After the founding of the People’s Republic, in keeping with the Party’s arts policies, dabenqu arts flourished and developed. First, the Party’s policies toward nationality folk arts greatly raised the social standing of dabenqu performers, as many older artists became people’s representatives and members of the China People’s Political Consultative Conference, enabling them to participate in national affairs and receive recognition. . . . In the period before the founding of the PRC, the number of dabenqu artists had dwindled, and only a few remained. Those who remained survived through other occupations such as fortune-telling, and could perform dabenqu only during their scarce free time. After the founding of the People’s Republic, the Party and government promoted these performers and cultivated a new cadre of dabenqu specialists.26

Certain noted performers were given positions within orchestras, opera troupes, and the prefectural Bureau of Culture. Government-appointed specialists collected, recorded, archived, and analyzed hundreds of folk songs and operas, presenting research on them in academic publications. Many compositions were scored for the first time, allowing them to be preserved and performed on a scale much broader than before.

Though ostensibly aimed at preserving and promoting minority culture, these actions were also aimed at developing minority traditions in line with the Chinese Communist vision. The aim of all this cultural promotion was not simply the preservation of the past, but socialist modernization. One manifestation of this goal was the creation of a cadre of female singers who were trained in this traditionally male art. Bai musical history was made in 1954 at the Third Month Fair, when Hei Bilang became the first woman to perform dabenqu when she sang the lead role in a newly composed opera, “Shi Shance Joins the Collective.” This event reportedly created a sensation throughout Dali; shortly afterwards, several hundred young women were selected for cultivation as “backbone” (gugan) dabenqu performers. These changes “broke through the longstanding male dominance of dabenqu music, thereby advancing its progress and development.”27

Hei Bilang’s debut reveals another way in which the state sought to harmonize minority culture with the goals of Chinese socialism. Traditionally, dabenqu was performed solo or by a duo, with one singer and one accompanist on the sanxian. In 1954, however, Bai musicians and culture workers from the Dali County bureau of culture forged an entirely new form of opera based on the dabenqu structure, despite the fact that a type of minjia opera, known as chuichuiqiang, already existed. New operas incorporated dabenqu style and meter, and, in some cases, traditional song content was the springboard for plots. For the most part, however, only the music’s formal qualities were borrowed. The new operas told tales not of Bai mythology or traditional morality, but of class struggle, revolution, and life under the new socialist regime. These themes are evident in the titles of the new compositions: “Shi Shance Joins the Collective,” followed by “Remembering Fanshen,” “The Gate of Socialism,” “Two-gun Granny,” and “A Flower Grows in the Experimental Field,” among others. These operatic adaptations transformed a style from one traditionally practiced by no more than two persons into a collective one that could be performed by dozens of people simultaneously. The operas were staged by troupes organized under the auspices of the Bureau of Culture and the guidance of the dabenqu masters whose old-regime expertise had propelled them into positions as representatives of the people. Troupes were dispatched throughout the Erhai region to introduce the new operas and the ideals they conveyed to peasants and townspeople. Singers and culture workers also helped their rural audiences learn the new operas so that they could stage their own amateur productions.

◆ ◆ ◆ ◆ ◆

--- Job A ---
List every title of the new operas that the passage on dabenqu names.
--- Job B ---
For each statement, answer yes or no according to the passage on dabenqu, and quote the words that decide it. (i) Hei Bilang was the first woman to perform dabenqu. (ii) Dabenqu was traditionally performed by large ensembles. (iii) Before the founding of the PRC, the number of dabenqu artists had grown.
The material placed after this passage on dabenqu comes from an unrelated source.

--- Dataset content ---
◆ ◆ ◆ ◆ ◆

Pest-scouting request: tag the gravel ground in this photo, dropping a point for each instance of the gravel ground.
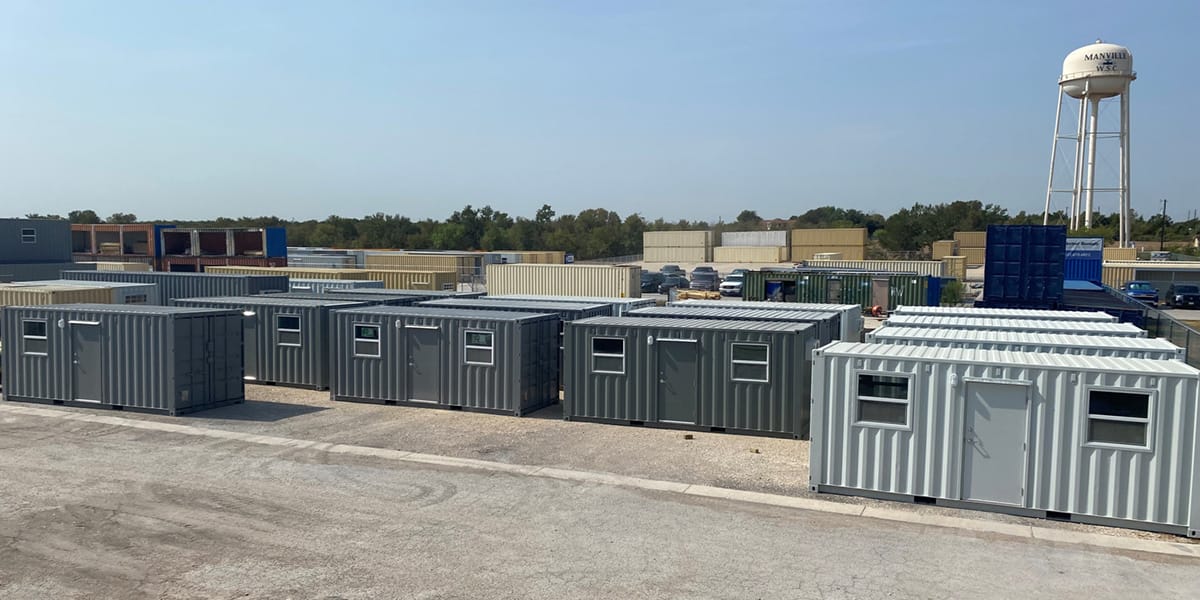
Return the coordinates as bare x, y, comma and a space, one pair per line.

◆ ◆ ◆ ◆ ◆

--- Correct output A ---
"Shi Shance Joins the Collective"
"Remembering Fanshen"
"The Gate of Socialism"
"Two-gun Granny"
"A Flower Grows in the Experimental Field"

--- Correct output B ---
(i) Yes: "Hei Bilang became the first woman to perform dabenqu"
(ii) No: "Traditionally, dabenqu was performed solo or by a duo"
(iii) No: "the number of dabenqu artists had dwindled"